Using the Working Families party passage below, decide whether each statement agrees with it: (a) the party was founded in 1998; (b) a candidate cannot hold endorsements from both Working Families and the Democratic party; (c) in next year's midterms the party plans to reduce its involvement in primary elections. Answer yes or no for each, quoting the words of the passage that settle it.

##### Source text

The party, founded in 1998, helped elect Zohran Mamdani as New York City mayor, worked to get rid of an electoral process in New Jersey that prioritized party insiders, and saw its endorsees win races across the country this year. The party has made inroads beyond deep-blue cities too, with endorsees winning in Dayton, Ohio, and Buffalo, New York.

In next year’s midterms, it will ramp up its involvement in primary elections, supporting candidates that emphasize working-class politics and seek to disrupt the political status quo. Already, Democratic candidates have laser-focused on affordability – something the Working Families party has advocated for.

The Working Families party describes itself as “a multiracial party that fights for workers over bosses and people over the powerful” that seeks to build “an America which realizes the promise – unrealized in our history – of freedom and equality for all”. In practice, candidates the party supports often run in Democratic primaries as insurgents aligned with its goals of affordability, improved conditions for workers, a stronger social safety net and reforms to the democratic process.

Candidates can be endorsed by both Working Families and the Democratic party. “We cook what we have in the kitchen,” Mitchell said.

Part of Working Families’ success stems from the Democratic party’s flagging brand with some voters, who see it as too moderate or simply unwilling to fight for the interests of its voters. As the Democrats spent the last year soul-searching over how to improve their standing with voters, Working Families peeled off some of those who previously called themselves Democrats.

Could the US have a true third party? Mitchell said he wouldn’t do the work if he didn’t think it was “both necessary and possible”. The party is also working to dismantle structural barriers that make the rise of third parties difficult in the US, he said.

##########
##### Records

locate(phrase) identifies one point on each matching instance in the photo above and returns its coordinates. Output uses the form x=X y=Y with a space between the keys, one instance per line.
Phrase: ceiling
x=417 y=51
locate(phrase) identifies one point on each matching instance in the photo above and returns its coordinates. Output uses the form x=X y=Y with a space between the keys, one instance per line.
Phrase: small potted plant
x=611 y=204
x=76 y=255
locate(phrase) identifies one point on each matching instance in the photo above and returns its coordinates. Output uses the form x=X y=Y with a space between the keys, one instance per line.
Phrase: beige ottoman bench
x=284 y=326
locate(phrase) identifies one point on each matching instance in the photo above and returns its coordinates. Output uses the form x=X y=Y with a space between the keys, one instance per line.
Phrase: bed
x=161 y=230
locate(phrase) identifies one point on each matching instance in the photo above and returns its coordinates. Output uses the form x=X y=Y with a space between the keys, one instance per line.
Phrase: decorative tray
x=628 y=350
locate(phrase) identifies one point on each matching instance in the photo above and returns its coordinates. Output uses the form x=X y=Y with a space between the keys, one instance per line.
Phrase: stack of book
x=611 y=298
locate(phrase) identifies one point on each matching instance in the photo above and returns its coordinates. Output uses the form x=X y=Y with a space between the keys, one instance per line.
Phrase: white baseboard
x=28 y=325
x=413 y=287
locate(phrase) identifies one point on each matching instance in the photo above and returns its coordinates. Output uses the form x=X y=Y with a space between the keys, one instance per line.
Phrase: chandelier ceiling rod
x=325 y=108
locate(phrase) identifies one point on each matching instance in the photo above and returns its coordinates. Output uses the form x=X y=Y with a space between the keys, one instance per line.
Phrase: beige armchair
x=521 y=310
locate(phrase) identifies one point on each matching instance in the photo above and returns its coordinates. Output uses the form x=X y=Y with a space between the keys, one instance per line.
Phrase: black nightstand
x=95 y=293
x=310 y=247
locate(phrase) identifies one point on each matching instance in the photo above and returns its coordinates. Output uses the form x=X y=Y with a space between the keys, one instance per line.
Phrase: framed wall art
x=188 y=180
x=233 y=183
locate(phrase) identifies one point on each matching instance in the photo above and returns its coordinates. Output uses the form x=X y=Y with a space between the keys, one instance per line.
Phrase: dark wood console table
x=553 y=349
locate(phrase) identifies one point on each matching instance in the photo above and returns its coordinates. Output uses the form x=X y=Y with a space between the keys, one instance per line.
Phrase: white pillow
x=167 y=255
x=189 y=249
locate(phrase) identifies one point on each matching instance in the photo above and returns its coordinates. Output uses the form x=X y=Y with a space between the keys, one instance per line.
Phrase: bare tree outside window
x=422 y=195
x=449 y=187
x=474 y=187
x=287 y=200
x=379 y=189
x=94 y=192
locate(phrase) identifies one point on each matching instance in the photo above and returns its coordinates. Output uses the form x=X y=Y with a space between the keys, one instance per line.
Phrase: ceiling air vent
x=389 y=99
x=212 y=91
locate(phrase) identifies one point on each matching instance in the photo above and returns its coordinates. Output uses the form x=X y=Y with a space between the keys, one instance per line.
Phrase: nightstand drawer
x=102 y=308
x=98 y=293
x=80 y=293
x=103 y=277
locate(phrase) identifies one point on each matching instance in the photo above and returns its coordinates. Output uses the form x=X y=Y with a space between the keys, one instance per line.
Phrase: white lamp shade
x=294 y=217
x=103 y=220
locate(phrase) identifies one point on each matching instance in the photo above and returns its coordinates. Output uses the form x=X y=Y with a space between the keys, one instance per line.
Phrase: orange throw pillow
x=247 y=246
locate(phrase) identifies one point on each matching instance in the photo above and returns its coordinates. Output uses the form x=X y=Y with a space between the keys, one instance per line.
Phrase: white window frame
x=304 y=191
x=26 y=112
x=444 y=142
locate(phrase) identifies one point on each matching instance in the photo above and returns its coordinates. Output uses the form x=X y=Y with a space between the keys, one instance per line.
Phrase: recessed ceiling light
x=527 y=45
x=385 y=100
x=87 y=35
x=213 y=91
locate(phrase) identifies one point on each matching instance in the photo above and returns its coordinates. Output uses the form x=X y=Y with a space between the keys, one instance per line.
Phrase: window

##########

▶ **Worked solution**:
(a) Yes: "The party, founded in 1998"
(b) No: "Candidates can be endorsed by both Working Families and the Democratic party."
(c) No: "it will ramp up its involvement in primary elections"